### Page extract
2. Materials and Methods

2.1. Study Area

The study area (Figure 1) covers approximately 314 km2 and is located about 15 km southwest of the city of Milan, in the Lombardy region, close to the border with the Piedmont region. The area is part of the Ticino River valley and the elevation ranges between 64 m.a.s.l, in the southern part of the Ticino River, to 135 m in the northern parts (Figure 2). The Ticino River is the only natural drainage system in the investigated region. The area, in fact, is characterized by a strong anthropogenic influence and is constantly evolving. The area is intensively cultivated, and the main crops are maize and rice, irrigated through artificial canals. The land use and land management practices date back to the eleventh century with the construction of irrigation channels [40] and the reuse of water along the fluvial terrace cascade of the Ticino River, representing, for centuries, an example of a sustainable and effective reuse of irrigation water.
The area is mainly flat, except for the river terraces that have been incised by the Ticino River, generating escarpments with maximum inclinations of 30 degrees. The soil shows a sandy loam texture, developed on Quaternary alluvial deposits. Particularly, the area is characterized by Pleistocene fluvial and fluvio-glacial, gravelly to sandy sediments deposited in the last (i.e., Würm) glaciation, as well as more recent Holocene fluvial deposits, with a mainly sandy-gravelly and slightly silty character.
The region has a humid subtropical climate (Cfa), following the Köppen climate classification [41], with warm summers and cold winters.
Soil profile data (n = 130) was provided by ERSAF (Ente Regionale per i Servizi all’Agricoltura e dalle Foreste) [42] and described specific soil properties, such as soil pH in water, soil organic carbon (SOC%), texture (sand, silt, clay content in %), and topsoil depth (cm). Generally, the soils are characterized by a sandy loam texture developed on Quaternary alluvial deposits.
In this study, we modelled the soil properties texture (sand, silt, clay content), soil organic carbon (SOC), pH, and topsoil depth by using multiple base learners, and compared them against an ensemble learning approach with stacked generalization. The performances of this approach were compared with the base learners, and the best model was used to develop the digital soil maps.

2.2. Environmental Variables

The environmental conditions were represented by terrain attributes, land use, and landcover maps (LULC). In this study, LULC is used to represent the influence of human activities on soil properties distribution. The LULC map, for the year 2018, was obtained from the geoportal of the Lombardy region (https://www.geoportale.regione.lombardia.it, accessed on 1 February 2023). These maps were produced using SPOT6/7 2018 satellite image and had a spatial resolution of 1.5 m. The provided land cover types were reorganized into simple arable land, rice fields, and broad-leaved forest, with medium and high density governed by coppice (Figure 3).

Dataset entries

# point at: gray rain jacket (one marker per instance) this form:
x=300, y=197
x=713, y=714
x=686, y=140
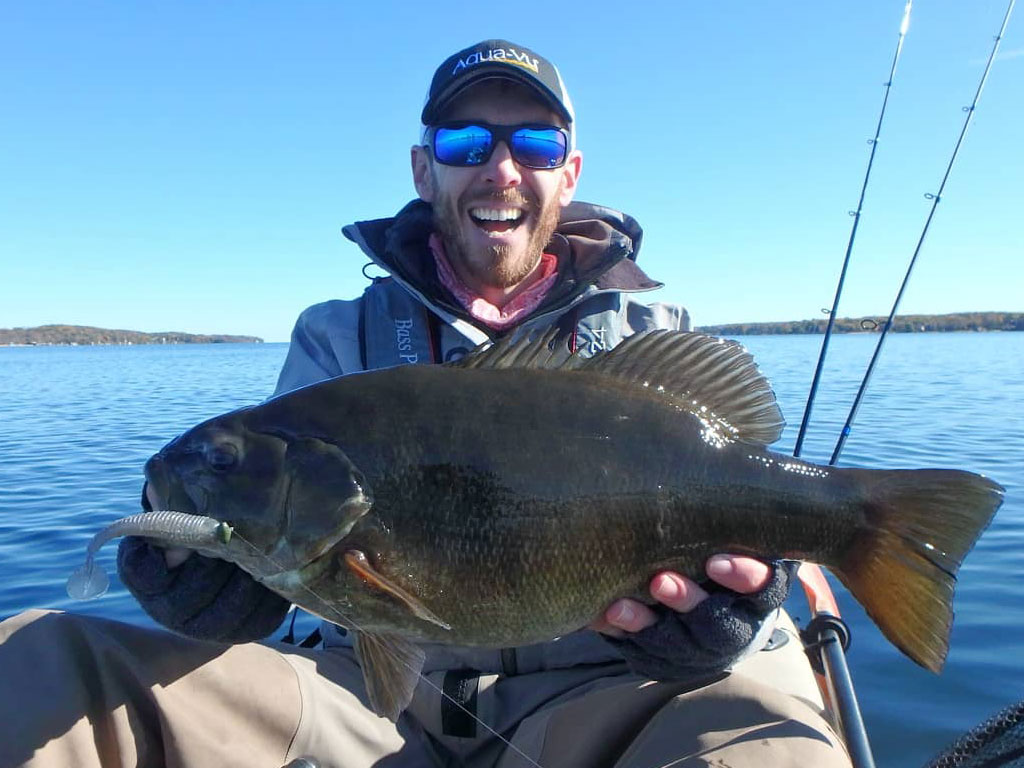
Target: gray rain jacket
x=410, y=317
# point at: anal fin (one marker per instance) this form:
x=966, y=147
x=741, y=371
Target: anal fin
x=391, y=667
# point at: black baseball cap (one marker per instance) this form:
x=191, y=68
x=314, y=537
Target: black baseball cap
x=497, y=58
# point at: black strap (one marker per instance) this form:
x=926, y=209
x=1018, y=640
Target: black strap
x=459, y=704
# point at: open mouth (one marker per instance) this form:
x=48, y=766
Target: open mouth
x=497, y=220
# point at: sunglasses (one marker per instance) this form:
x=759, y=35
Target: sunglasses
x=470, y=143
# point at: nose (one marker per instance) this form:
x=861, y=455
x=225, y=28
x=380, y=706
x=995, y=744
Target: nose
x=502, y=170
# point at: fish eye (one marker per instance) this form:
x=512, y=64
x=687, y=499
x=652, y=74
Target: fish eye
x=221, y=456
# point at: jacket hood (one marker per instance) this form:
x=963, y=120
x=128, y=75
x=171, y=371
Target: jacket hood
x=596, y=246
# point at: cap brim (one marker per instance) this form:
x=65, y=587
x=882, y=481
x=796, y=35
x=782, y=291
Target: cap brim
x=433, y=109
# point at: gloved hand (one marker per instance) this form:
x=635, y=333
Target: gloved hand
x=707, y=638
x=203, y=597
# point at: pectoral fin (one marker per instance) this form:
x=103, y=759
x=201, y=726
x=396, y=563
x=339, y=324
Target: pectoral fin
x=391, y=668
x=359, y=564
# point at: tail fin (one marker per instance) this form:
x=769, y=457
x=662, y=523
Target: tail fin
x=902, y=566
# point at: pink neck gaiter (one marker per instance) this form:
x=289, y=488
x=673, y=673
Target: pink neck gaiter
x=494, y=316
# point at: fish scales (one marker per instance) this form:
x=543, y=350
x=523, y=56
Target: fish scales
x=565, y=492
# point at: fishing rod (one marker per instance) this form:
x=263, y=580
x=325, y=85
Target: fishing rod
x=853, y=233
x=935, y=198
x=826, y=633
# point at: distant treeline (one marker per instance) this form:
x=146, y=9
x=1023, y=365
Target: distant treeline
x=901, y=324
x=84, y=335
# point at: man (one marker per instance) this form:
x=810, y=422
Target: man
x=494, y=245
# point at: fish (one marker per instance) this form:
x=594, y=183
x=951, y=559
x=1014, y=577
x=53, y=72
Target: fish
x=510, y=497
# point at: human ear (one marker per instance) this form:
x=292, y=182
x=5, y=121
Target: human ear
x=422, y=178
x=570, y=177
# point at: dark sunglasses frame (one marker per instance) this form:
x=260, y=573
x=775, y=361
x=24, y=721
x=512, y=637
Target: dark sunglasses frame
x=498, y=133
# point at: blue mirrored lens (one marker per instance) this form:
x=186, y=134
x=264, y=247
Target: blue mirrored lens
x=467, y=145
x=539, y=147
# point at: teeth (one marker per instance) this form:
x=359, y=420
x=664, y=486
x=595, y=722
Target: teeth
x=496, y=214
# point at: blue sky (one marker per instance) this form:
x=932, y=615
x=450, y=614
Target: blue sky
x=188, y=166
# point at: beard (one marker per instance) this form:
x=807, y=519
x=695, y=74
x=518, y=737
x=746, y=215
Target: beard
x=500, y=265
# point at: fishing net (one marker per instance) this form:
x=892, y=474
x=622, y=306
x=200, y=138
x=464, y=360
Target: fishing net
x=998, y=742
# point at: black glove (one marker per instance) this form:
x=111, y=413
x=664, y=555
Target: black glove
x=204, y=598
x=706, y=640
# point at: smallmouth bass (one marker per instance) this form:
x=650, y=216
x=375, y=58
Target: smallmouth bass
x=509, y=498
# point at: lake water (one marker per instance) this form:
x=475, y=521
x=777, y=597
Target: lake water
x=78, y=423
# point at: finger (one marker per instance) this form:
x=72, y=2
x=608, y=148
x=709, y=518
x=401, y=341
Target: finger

### Task brief
According to the methods excerpt, what spatial resolution did the land use and landcover maps have?

### Worked solution
1.5 m